== PROMPT 1 ==
List every technology or device that the opening sentence of the Gen Y passage names as something this generation favors.
== PROMPT 2 ==
Quote the Gen Y passage word for word from "These young people" up to and including "a public holiday.".

== SELECTION ==

Technologically-savvy, this generation has a high penchant for information technology (IT), computers, internet, mobiles and smart phones and myriad forms of modern gizmos including I Pads, Tabs and what have you. 

These young people use social media extensively for communicating and networking, and have embraced platforms like Facebook, Twitter and other chatting applications, reported Bernama.


Referring to the Merdeka Day that Malaysians recently celebrated, Psychology lecturer Karen Tan, who herself belongs to the same Gen Y agreed that for some youngsters, Aug 31 is merely a public holiday.

According to Tan, most of them grew up without much understanding about what the day meant.

We reflect how our family members react to this very special day. This means that with the passage of time, most people's understanding of the significance of our Independence Day celebration has been declining.

"This started way before Gen Y and I personally think it would only become worse in the future," she said.

She also commented that although the Gen Y learnt about the history of the nation, but the way they were exposed to it was not effective.

== DATASET EXTRACT ==
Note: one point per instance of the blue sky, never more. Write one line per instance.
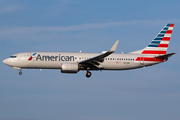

== FULL ANSWER 1 ==
information technology (IT), computers, internet, mobiles, smart phones, I Pads, Tabs

== FULL ANSWER 2 ==
These young people use social media extensively for communicating and networking, and have embraced platforms like Facebook, Twitter and other chatting applications, reported Bernama.


Referring to the Merdeka Day that Malaysians recently celebrated, Psychology lecturer Karen Tan, who herself belongs to the same Gen Y agreed that for some youngsters, Aug 31 is merely a public holiday.